YOUR TASK. Every entry here needs to be repeated exactly.

STORED DATA.

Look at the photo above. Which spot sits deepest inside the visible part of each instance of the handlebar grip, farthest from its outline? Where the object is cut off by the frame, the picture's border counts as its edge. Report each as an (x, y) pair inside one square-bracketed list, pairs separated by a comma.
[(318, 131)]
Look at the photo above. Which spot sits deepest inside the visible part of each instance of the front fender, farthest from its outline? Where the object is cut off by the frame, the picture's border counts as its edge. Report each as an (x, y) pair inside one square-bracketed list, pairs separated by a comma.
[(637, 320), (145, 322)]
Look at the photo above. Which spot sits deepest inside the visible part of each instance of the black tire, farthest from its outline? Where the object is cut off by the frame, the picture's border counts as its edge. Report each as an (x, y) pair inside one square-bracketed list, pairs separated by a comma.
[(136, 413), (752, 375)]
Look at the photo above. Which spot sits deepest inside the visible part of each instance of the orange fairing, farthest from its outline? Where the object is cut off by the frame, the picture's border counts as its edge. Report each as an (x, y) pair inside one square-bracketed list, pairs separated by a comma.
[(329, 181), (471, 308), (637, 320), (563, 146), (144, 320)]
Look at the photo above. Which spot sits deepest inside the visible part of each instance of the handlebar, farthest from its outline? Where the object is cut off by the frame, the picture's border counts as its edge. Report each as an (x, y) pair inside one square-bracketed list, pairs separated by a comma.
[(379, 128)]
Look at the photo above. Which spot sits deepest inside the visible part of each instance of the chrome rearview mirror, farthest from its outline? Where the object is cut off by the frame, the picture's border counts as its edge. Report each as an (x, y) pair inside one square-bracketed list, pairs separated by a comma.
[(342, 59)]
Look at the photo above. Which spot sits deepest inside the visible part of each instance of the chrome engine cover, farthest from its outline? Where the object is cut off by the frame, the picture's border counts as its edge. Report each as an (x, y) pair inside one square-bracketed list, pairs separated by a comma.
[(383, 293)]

TASK RESPONSE.
Look at the photo above. Which spot sits deepest inside the visible part of each instance of the handlebar grip, farthest from its outline? Where the object is cut off by the frame, the picture's border counts as its edge. Report each as an (x, y) pair inside one square-bracketed list, pairs separated by a comma.
[(318, 131)]
Look at the photo above. Which spot sits deepest inside the visible part of each instance of the front fender, farthest from its outline? Where the object is cut off by the frame, the picture's border counts as its edge. Report each as an (x, y) pair inside one square-bracketed list, pairs separated by a comma.
[(637, 320), (145, 322)]
Look at the photo above. Which spot sits deepest inside the visible part of each instance of the black tire, farthest from its outline? Where the object is cut off by the frame, the picture's border counts as its edge. Report each as an (x, y) pair inside one square-bracketed list, pairs separated by a comma.
[(136, 413), (752, 375)]
Look at the photo above. Which spot sits deepest inside the visible part of each instance of the orange fairing, farthest from its outline? Where the object is cut off by the frame, the picture's border counts as its edge. Report each as an (x, y) pair inside one square-bracketed list, pairs separated by a comma.
[(329, 181), (471, 308), (637, 320), (563, 146), (144, 320)]
Look at the photo above. Which spot sits deepest inside the visible part of each instance of the handlebar, farthest from its outline? Where the object is cut off by the frame, the picture's border counts as its edge. Report each as an (x, y) pair inside one square-bracketed list, pairs separated by a comma.
[(379, 128)]
Look at the photo above. Which spot sits deepest inside the visible part of each instance of the chrome rearview mirror, farthest from its outline? Where the object is cut off by the frame, the picture's border counts as its edge. Report each as an (x, y) pair inside one square-bracketed list, pairs separated by a comma.
[(342, 59)]
Look at the photo above. Which spot sits deepest inside the visible part of each instance of the chrome engine cover, farthest from its outline? Where the object is cut off by the frame, the picture's border counts as its edge. Report each as an (x, y) pair inside one square-bracketed list, pairs separated by a comma.
[(383, 293)]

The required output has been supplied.